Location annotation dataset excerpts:
= = =
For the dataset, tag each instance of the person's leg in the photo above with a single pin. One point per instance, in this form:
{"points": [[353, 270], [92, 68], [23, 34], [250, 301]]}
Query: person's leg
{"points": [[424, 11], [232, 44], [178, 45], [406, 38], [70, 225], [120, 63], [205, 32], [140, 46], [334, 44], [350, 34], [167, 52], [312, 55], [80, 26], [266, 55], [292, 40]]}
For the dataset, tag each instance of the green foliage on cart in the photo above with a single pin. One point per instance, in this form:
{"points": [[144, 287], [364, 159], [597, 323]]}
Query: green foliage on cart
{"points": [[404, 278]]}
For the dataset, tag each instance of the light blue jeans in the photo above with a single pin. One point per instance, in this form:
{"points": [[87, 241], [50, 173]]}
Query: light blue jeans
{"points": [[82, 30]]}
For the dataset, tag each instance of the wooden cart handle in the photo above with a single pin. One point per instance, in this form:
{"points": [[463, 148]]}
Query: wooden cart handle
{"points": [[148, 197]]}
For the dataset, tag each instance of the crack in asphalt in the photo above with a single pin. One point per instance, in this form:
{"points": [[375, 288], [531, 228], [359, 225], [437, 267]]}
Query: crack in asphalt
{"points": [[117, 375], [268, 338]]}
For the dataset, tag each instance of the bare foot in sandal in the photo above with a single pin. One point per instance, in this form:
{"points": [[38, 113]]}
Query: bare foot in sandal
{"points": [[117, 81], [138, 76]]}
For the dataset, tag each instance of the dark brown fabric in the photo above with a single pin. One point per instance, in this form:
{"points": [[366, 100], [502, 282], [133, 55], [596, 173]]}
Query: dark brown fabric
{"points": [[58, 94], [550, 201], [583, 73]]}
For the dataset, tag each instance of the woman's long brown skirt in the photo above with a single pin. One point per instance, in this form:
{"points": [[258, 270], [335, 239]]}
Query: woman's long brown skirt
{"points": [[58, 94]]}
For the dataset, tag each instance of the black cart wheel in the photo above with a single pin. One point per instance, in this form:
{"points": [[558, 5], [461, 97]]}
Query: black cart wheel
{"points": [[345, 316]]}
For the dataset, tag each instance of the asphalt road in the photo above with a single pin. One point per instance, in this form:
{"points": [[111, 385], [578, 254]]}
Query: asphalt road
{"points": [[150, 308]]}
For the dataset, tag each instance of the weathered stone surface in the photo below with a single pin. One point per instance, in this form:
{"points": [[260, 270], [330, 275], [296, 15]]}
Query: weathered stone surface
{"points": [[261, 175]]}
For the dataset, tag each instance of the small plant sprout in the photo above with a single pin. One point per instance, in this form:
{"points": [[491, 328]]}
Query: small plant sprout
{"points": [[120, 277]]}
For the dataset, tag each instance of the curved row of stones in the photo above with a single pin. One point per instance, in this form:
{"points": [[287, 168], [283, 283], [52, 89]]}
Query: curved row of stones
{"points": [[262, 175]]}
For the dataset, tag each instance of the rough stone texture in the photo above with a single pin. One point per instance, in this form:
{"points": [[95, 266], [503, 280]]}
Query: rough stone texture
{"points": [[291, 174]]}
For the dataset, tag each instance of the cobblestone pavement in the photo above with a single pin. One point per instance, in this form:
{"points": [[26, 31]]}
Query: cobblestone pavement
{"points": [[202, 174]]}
= = =
Rewrite the lines from the one containing "For the dataset, tag each instance of the rough" through the last line of the items, swapping "single pin" for "single marker". Leave everything else unchanged.

→ REPLY
For the dataset, tag each instance of the rough stone texture in the photo above with a single marker. One point per instance, in this form:
{"points": [[95, 266], [503, 280]]}
Query: rough stone texture
{"points": [[291, 174]]}
For the dataset, tag each instance of the cobblestone pavement in the photo above with a single marker. One point per instance, in this form:
{"points": [[26, 31]]}
Query: cobblestone pavement
{"points": [[202, 174]]}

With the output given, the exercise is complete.